*Les tâches:*
a) Dans le récit de la cérémonie, qui étaient les deux Chinois en robe de soie bleue brochée d’or ?
b) Reprenez le récit de la cérémonie juste après sa dernière phrase.
━━ Texte de la page
On s’est un peu bousculé à la porte d’entrée des tribunes. Toutes ces cartes roses, violettes, vertes, rouges, lilas, ne savaient où aller. Mais on a pris gaiement son parti de l’inconvénient et l’on a grimpé à sa place comme au son du clairon. Bah ! un jour ou les grands parents prenaient, sous le canon, une forteresse !
Partout, beaucoup de soldats, d’officiers, et de toutes les armes : on se montrait, haut sur sa selle, quelque Kabyle portant l’uniforme de nos spahis, ou, à pied, avec son large pantalon et sa tunique bleu de ciel, à plis, quelque officier de turcos. Toute l’armée avait député de ses représentants vers les députés de la France.
Du haut des tribunes l’aspect général est superbe. Entre les tribunes officielles et les tribunes publiques l’herbe verdoie, tachetée d’uniformes, sous un joli ciel d’un bleu pâle, et devant les tribunes des courses, une sorte de ruban de sable fin s’étend, gris et coquet, où les ombrelles féminines apparaissent, les toilettes claires, les robes serrées à la taille, les éventails tricolores, les parapluies rouges. Cette langue de terre a la séduction piquante d’une grève de bains de mer fashionable, l’heure de la plage. À Trouville, sur les planches, on ne verrait pas de plus charmants visages.
On a beaucoup remarqué les deux Chinois en robe de soie bleue brochée d’or qui, lentement, ont traversé la pelouse pour se rendre à la tribune diplomatique. C’étaient le marquis Tseng et un de ses attachés militaires. Cette note orientale ajoutait au pittoresque de la fête.
Le vide de la tribune du Jockey-Club était vivement commenté3 !
Lorsque la députation de l’École polytechnique est arrivée, traversant la pelouse, un ancien à barbe grise disait derrière moi :
— J’ai défilé, moi, jadis, étant polytechnicien, à la revue d’Ibrahim-Pacha, au Champ de Mars4 ! Nous défilions avec Saint-Cyr, et nous avions l’épée à la main !
La foule était un peu plus qu’une foule parisienne : c’était une foule française. On était venu de partout. Des accents flamands répondaient à des accents bordelais ou toulousains. On voyait sortir des poches des journaux départementaux, le Petit Marseillais, l’Écho du Nord, Avenir de la Dordogne.
À midi5 un quart, un coup de canon retentit sur le bord de la Seine. C’est le premier de la salve qui doit annoncer l’arrivée du chef de l’État. Mais c’est d’abord le président de la Chambre qui fait son entrée dans une voiture à la livrée bleue et or, escortée par des cuirassiers. Puis c’est le président du Sénat, précédé par un peloton de gardes municipaux. Les bureaux des deux Chambres accompagnent les présidents.
Enfin, vers midi et demi, toutes les troupes présentent les armes, les musiques éclatent en fanfare, les deux colonnes de porte-drapeaux inclinent leurs, étendards c’est M. Grévy6 qui arrive avec une escorte de cuirassiers. Le ministre de la guerre7 et le gouverneur de Paris8 vont le recevoir à l’entrée du champ de courses et le conduisent jusqu’à l’estrade qui lui est réservée. Pendant qu’il y monte, la musique du 1er régiment du génie joue la Marseillaise et le drapeau national est hissé sur les tribunes.
━━━━
━━ Enregistrements de données
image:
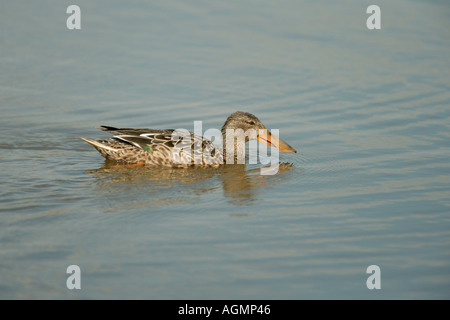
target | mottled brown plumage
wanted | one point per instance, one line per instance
(174, 148)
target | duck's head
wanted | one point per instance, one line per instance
(246, 121)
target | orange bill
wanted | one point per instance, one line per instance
(265, 136)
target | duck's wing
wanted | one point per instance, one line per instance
(181, 145)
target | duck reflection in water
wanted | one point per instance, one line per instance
(144, 186)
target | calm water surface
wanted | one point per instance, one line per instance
(368, 112)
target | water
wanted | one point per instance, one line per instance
(368, 112)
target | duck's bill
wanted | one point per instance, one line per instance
(265, 136)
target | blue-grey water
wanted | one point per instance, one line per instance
(367, 110)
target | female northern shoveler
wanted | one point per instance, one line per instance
(178, 148)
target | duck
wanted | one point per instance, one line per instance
(182, 148)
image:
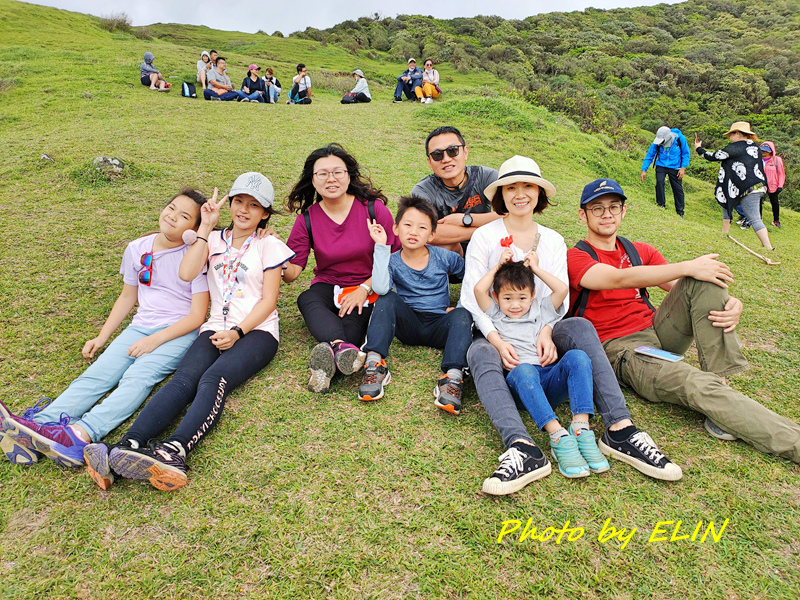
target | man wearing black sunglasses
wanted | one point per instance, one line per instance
(696, 309)
(454, 189)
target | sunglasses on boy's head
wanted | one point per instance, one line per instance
(146, 274)
(452, 152)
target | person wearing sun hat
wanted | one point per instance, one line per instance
(609, 289)
(741, 178)
(408, 81)
(671, 154)
(253, 88)
(519, 193)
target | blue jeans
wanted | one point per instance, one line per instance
(392, 316)
(134, 378)
(541, 389)
(202, 382)
(227, 96)
(675, 184)
(568, 334)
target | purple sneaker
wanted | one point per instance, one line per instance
(55, 440)
(17, 448)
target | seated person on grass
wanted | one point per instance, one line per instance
(541, 384)
(204, 65)
(301, 87)
(454, 189)
(418, 311)
(697, 308)
(219, 84)
(408, 81)
(152, 76)
(272, 85)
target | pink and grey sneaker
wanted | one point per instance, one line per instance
(348, 357)
(55, 440)
(97, 465)
(160, 463)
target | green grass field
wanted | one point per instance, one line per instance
(302, 496)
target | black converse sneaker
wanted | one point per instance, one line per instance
(160, 463)
(519, 465)
(641, 452)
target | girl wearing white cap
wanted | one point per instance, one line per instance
(239, 339)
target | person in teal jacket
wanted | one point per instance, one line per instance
(671, 154)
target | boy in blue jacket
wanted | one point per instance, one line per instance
(418, 311)
(671, 153)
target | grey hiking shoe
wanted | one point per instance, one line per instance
(375, 378)
(447, 394)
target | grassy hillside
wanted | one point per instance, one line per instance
(301, 496)
(697, 65)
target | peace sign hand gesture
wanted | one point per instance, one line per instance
(377, 232)
(209, 212)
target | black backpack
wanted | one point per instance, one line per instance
(636, 261)
(188, 90)
(307, 218)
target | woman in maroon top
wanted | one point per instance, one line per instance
(335, 203)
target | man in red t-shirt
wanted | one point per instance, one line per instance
(697, 308)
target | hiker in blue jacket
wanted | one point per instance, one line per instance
(671, 153)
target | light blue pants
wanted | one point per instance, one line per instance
(134, 378)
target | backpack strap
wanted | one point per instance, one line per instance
(307, 219)
(636, 261)
(579, 307)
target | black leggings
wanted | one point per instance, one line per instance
(323, 320)
(202, 382)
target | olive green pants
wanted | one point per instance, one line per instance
(681, 319)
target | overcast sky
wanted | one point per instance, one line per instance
(288, 16)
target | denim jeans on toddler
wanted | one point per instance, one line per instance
(540, 389)
(134, 378)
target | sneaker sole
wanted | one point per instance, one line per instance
(96, 457)
(349, 360)
(64, 456)
(569, 475)
(673, 474)
(445, 407)
(322, 367)
(726, 437)
(368, 398)
(509, 487)
(15, 451)
(29, 440)
(133, 465)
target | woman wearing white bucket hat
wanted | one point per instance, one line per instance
(519, 193)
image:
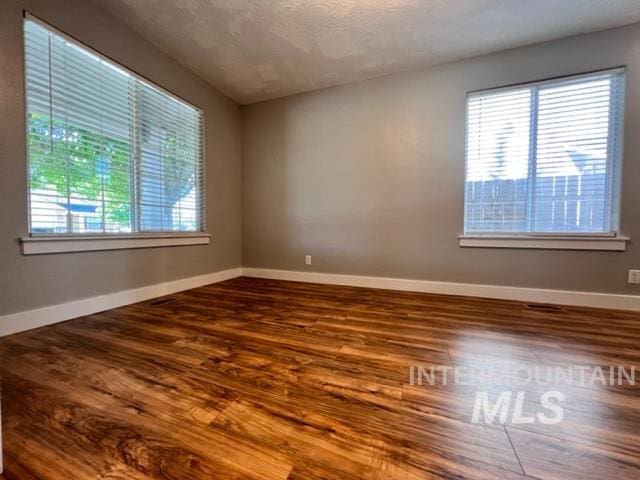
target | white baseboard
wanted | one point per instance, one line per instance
(538, 295)
(27, 320)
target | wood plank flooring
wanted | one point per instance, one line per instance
(273, 380)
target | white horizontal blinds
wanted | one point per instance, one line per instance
(498, 145)
(544, 158)
(108, 153)
(170, 171)
(578, 122)
(78, 122)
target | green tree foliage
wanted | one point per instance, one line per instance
(93, 165)
(90, 164)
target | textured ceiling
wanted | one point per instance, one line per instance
(253, 50)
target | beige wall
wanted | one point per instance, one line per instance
(34, 281)
(368, 178)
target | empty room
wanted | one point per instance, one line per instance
(320, 239)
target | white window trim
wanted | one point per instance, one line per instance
(87, 243)
(561, 241)
(617, 243)
(35, 244)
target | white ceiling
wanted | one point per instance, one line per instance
(253, 50)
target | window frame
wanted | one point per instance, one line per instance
(612, 240)
(59, 242)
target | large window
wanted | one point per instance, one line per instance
(108, 152)
(544, 158)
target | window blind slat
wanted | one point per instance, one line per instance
(544, 158)
(108, 152)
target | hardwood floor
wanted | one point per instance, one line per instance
(265, 379)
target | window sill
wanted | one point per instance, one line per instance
(64, 244)
(551, 242)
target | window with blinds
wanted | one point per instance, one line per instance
(545, 157)
(108, 152)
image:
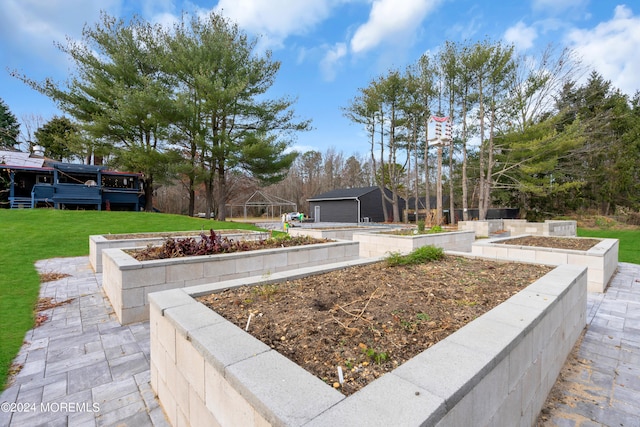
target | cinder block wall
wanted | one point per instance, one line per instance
(127, 282)
(497, 370)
━━━━
*Tâches résolues:*
a) C’étaient le marquis Tseng et un de ses attachés militaires.

b)
Le général Farre9, dans l’entourage duquel on remarque le maréchal Canrobert10, vient se placer à droite de l’estrade. Toutes les troupes sont à leur place, toutes les tribunes sont pleines. L’importante cérémonie commence.
La distribution des drapeaux
Tous les commandants de corps d’armée forment le cercle autour de l’estrade. M. le président de la République se lève et lit l’allocution que nous avons reproduite en première page11. Puis la distribution des drapeaux commence. On en a lu les détails dans un précédent article. ainsi que le compte rendu de la revue.
On n’oublie pas un tel spectacle !
Lorsque, avant la distribution des drapeaux, le président a lu son allocution, un grand frémissement a parcouru la foule. On a senti que c’était la France armée qui se groupait là devant cet homme en habit noir, la poitrine traversée du grand cordon rouge, et qui, au nom de la nation, parlait aux soldats de la patrie.
Tous groupés devant lui, les fantassins à sa droite, les cavaliers à sa gauche, ils regardaient ce lambeau de papier qu’un rayon de soleil éclairait et qui était le mot de « Loi » jeté aux serviteurs de la Loi. Et quand, des deux côtés de cette tribune, sur le fond de velours rouge où se détachaient les tètes pâles, les uniformes, les habits noirs et les chamarrures, les grands cordons verts ou rouges, les aigrettes des uniformes étrangers, — deux à deux, puis quatre à quatre, puis en masse, les drapeaux ont apparu, des deux côtés de cette estrade où le président de la République était debout entre le président du Sénat12 placé à sa droite et le président de la Chambre13 à sa gauche, un grand cri, un cri d’enthousiasme et d’espoir, est sorti de toutes les poitrines.
C’était, à la fois, comme la gloire passée de la France qui réapparaissait, avec toute la poésie de l’avenir et de l’espérance, dans ces étendards tricolores portés par les colonels et remis aux porte-drapeaux après le salut aux représentants de la nation. Ce n’étaient pas seulement les fanfares et les coups de clairon qui montaient dans l’air, saluant ces drapeaux nouveaux vierges d’affronts, héritiers de ces noms de gloire qu’ils portent sur leurs plis et que le soleil faisait étinceler, avec leurs couronnes d’or et leurs trois couleurs françaises. C’était le salut de tout un peuple à toute une armée. C’était le cri de la mère-patrie, voyant revivre, marcher, redresser sa taille, cette partie d’elle-même qu’elle avait crue morte, qui, en 1871, sur ce même coin de terre, passait, avec des régiments hybrides et des uniformes en lambeaux, et qui, maintenant, faisait fière figure dans le rayonnement d’un jour de fête.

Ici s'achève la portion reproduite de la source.